Count the lines in the rows below that contain the string "arrangement", treating uppercase and lowercase as different, and reply with only the number.

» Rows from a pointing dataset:
▼

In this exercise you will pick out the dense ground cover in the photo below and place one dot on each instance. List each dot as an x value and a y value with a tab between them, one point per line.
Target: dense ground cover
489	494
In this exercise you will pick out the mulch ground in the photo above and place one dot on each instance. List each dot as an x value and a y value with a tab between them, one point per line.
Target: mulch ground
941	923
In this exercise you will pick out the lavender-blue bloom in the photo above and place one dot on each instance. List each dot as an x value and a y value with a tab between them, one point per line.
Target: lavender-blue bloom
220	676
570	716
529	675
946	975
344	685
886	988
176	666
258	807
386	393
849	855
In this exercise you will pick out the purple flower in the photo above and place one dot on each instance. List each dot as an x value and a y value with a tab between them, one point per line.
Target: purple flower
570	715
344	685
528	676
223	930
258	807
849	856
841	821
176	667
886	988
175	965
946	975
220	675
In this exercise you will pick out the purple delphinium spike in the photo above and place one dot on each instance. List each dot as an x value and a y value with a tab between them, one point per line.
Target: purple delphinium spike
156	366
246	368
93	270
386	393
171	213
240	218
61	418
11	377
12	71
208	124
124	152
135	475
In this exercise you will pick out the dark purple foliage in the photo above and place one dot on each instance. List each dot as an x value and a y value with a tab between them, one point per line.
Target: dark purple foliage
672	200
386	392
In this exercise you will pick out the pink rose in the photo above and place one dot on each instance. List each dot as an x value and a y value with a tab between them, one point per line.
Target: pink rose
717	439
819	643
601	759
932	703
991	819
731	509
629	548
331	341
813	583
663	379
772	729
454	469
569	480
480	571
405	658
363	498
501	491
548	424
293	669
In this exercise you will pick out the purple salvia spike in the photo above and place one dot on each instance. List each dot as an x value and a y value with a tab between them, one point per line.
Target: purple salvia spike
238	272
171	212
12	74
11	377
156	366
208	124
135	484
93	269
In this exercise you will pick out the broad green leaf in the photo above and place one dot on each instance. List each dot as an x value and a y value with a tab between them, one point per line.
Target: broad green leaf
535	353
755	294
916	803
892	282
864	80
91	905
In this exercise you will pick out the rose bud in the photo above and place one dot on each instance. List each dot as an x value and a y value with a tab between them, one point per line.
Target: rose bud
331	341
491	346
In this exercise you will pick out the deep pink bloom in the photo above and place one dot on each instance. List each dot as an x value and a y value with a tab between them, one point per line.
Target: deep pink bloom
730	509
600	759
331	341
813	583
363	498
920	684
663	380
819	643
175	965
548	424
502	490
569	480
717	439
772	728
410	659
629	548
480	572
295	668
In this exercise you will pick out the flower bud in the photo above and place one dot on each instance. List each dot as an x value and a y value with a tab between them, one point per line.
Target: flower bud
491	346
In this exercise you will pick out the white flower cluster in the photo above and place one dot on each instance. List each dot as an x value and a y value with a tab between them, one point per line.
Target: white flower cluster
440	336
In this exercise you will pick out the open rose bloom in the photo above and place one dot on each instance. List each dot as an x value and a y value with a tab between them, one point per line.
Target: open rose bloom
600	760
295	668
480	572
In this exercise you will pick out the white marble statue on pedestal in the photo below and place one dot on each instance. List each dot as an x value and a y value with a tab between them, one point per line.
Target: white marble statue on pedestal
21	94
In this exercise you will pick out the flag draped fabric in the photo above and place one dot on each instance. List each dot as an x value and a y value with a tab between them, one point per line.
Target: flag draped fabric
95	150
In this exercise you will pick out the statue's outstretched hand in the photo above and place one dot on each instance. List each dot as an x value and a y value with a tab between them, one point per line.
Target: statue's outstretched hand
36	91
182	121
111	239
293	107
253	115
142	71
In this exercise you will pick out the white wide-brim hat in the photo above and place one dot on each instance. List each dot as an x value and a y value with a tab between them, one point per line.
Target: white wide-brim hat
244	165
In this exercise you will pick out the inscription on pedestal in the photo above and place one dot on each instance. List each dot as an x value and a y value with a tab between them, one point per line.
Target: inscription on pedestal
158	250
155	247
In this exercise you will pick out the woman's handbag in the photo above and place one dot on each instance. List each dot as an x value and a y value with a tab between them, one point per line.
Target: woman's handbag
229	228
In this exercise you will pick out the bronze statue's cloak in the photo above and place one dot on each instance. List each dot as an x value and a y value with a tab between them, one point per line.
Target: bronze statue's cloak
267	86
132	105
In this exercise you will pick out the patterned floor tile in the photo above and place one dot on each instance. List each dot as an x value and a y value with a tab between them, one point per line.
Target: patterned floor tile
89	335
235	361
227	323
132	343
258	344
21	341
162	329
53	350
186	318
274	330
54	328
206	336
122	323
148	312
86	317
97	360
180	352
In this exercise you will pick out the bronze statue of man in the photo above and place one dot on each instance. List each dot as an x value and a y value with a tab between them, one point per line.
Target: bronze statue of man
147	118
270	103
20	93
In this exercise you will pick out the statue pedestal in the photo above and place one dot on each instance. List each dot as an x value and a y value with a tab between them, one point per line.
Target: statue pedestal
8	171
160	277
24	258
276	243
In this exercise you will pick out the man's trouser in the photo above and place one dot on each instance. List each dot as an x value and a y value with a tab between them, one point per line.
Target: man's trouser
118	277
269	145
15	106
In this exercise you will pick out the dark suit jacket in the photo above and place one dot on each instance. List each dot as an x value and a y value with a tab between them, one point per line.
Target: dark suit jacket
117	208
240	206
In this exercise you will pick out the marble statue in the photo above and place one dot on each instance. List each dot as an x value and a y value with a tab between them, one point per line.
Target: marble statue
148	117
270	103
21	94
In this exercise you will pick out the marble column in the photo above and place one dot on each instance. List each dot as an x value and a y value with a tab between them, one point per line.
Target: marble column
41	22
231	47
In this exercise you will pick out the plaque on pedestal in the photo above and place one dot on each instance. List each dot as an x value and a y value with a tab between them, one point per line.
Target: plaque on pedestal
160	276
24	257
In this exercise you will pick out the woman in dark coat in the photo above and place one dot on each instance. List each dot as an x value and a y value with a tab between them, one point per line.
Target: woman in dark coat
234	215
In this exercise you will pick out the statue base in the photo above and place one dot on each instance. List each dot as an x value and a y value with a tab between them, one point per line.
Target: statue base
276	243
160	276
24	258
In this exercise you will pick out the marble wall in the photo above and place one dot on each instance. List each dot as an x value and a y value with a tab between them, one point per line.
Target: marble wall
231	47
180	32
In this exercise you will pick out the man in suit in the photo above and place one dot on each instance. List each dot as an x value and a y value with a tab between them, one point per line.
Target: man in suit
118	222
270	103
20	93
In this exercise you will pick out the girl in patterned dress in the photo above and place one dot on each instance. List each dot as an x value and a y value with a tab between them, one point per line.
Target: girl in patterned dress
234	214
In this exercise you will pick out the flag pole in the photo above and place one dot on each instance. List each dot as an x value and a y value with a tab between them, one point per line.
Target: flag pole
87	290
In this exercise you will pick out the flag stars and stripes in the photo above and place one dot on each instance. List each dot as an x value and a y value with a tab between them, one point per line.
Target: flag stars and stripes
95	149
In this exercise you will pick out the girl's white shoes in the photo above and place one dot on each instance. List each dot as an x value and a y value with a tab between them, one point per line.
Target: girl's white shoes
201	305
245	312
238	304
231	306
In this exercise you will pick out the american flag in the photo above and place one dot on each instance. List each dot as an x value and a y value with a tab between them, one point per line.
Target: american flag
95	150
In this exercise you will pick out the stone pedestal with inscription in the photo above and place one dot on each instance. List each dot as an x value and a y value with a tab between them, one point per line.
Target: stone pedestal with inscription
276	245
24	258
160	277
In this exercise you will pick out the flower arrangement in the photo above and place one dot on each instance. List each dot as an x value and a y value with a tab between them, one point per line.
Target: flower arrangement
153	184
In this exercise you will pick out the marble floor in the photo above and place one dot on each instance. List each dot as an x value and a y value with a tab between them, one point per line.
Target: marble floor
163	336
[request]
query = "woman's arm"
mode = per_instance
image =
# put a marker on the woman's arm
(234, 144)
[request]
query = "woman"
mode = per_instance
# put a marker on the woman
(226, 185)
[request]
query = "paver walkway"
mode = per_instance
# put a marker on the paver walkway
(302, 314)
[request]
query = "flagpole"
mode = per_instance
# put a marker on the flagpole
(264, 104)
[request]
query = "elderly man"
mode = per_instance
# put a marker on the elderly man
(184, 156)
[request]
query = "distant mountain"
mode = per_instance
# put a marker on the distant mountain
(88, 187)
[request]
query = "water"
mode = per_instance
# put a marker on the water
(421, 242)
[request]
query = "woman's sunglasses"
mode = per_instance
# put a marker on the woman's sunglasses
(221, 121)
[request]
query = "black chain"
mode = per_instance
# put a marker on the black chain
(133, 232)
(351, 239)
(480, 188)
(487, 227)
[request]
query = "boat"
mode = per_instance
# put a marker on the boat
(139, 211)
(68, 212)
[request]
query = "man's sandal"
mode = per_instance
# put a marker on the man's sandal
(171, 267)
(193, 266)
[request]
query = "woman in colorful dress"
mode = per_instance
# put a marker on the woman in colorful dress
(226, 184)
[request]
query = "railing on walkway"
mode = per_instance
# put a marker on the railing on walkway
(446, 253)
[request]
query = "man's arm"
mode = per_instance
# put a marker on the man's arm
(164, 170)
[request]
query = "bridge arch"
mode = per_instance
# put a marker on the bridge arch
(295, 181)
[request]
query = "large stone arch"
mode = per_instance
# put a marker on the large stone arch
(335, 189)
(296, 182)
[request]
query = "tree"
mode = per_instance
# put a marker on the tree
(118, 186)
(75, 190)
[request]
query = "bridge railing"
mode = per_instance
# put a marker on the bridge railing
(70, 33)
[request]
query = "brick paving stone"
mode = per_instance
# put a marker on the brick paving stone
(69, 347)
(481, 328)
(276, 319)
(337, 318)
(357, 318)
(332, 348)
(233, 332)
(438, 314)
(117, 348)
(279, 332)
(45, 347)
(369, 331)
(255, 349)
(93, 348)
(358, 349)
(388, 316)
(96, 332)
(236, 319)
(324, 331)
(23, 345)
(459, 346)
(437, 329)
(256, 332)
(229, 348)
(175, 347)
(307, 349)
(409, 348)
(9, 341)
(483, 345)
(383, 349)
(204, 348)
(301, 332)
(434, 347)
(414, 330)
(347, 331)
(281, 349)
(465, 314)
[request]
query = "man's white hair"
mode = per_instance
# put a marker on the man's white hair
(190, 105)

▲

» Answer for the task: 2